Pointing dataset records
======

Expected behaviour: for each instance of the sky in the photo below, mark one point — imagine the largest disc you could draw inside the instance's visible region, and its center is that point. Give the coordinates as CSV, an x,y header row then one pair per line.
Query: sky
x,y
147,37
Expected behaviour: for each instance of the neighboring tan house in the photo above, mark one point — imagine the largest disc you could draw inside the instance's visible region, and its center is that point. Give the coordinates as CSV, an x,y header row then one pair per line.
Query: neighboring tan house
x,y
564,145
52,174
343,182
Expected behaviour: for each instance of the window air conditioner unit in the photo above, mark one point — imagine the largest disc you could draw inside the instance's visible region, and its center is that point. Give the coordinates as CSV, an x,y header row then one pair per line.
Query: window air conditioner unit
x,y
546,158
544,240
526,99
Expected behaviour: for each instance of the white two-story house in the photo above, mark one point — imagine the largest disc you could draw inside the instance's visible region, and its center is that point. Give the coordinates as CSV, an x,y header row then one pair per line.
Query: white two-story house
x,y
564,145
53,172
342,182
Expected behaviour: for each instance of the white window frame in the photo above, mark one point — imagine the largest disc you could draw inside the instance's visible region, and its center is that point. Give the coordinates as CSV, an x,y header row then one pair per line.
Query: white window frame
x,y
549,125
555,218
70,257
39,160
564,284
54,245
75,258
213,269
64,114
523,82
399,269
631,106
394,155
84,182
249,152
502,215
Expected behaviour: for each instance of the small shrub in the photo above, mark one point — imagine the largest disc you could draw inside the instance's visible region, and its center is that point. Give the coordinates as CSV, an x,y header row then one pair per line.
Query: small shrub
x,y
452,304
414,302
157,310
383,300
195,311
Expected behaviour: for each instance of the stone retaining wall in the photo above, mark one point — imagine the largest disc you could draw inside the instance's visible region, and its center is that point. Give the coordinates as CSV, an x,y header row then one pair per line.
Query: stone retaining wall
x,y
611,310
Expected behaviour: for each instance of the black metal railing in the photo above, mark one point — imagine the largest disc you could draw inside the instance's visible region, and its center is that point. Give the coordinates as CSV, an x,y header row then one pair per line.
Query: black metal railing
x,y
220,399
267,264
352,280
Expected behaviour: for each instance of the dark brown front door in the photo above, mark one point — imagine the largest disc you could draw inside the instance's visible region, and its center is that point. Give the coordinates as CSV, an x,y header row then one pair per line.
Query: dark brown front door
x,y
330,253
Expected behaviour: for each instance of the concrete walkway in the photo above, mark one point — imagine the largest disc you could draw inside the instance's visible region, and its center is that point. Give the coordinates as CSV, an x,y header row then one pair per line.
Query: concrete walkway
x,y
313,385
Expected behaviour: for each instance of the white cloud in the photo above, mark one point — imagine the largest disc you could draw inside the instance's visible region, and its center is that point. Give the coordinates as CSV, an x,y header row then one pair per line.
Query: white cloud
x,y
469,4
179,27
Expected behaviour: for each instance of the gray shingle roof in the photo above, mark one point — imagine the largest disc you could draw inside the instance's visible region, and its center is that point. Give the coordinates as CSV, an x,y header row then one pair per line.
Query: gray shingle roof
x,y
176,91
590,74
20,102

======

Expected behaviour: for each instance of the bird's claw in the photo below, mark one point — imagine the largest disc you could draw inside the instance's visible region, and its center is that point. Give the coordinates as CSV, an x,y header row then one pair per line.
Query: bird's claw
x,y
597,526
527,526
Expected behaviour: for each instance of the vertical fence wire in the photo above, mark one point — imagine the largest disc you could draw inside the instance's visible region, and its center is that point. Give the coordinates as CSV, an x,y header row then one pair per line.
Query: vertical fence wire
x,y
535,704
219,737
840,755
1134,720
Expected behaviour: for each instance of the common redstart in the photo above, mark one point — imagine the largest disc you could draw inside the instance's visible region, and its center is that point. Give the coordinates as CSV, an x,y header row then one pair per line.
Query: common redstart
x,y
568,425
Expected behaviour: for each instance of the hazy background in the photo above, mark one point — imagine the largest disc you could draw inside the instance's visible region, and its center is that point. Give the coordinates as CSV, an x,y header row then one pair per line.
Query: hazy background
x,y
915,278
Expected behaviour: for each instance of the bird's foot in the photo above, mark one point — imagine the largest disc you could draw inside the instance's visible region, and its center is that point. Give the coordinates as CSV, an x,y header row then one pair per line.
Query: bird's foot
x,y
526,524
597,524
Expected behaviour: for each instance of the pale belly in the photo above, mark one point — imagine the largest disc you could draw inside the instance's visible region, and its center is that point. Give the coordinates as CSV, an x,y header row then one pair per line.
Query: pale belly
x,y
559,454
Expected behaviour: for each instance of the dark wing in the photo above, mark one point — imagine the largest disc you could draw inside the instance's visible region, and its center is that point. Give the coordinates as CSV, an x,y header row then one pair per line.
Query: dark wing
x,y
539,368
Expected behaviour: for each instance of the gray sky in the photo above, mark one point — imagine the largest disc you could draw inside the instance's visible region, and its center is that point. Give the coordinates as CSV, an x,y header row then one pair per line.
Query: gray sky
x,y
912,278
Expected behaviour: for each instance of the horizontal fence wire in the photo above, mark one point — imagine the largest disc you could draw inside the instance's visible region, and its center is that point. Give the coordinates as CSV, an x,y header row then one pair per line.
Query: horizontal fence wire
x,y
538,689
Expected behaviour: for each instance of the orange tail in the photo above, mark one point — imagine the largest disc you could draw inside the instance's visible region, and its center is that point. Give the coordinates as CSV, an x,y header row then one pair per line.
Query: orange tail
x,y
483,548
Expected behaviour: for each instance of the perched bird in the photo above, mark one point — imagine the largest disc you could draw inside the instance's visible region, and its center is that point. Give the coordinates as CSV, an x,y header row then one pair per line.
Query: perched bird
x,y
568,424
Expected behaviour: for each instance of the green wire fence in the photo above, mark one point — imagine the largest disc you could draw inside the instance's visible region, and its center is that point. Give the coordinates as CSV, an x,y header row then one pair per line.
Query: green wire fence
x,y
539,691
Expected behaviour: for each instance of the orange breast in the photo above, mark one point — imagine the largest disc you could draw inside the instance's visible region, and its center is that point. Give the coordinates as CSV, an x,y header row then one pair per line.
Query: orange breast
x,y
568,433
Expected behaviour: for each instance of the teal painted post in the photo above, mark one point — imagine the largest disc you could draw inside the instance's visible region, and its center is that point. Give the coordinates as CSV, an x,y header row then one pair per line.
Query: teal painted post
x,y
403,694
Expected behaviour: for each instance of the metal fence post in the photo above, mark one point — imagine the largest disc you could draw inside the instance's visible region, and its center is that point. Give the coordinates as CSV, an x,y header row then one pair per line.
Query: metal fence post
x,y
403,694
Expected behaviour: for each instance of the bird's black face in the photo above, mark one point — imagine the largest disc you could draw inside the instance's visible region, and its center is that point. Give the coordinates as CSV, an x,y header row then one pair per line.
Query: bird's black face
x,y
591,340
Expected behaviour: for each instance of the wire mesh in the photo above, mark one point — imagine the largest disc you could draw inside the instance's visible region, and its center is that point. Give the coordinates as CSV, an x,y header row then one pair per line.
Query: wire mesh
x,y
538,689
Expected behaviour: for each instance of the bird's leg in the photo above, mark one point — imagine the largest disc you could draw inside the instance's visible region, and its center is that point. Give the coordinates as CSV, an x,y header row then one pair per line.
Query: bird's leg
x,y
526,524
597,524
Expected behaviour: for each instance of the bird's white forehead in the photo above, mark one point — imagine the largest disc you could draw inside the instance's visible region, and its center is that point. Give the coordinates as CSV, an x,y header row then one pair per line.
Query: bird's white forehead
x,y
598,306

======

■ TO BE DONE: Find every line in the records above that contains the string "face", and copy each such line in full. Case counts.

■ OUTPUT BELOW:
Expected behaviour: for each instance of the bird's black face in the photo above, mark one point — imagine the largest disc you could draw inside the instance's visible region, and its center is that point. Give the coordinates as CSV, an x,y header row then one pair per line.
Query: bird's black face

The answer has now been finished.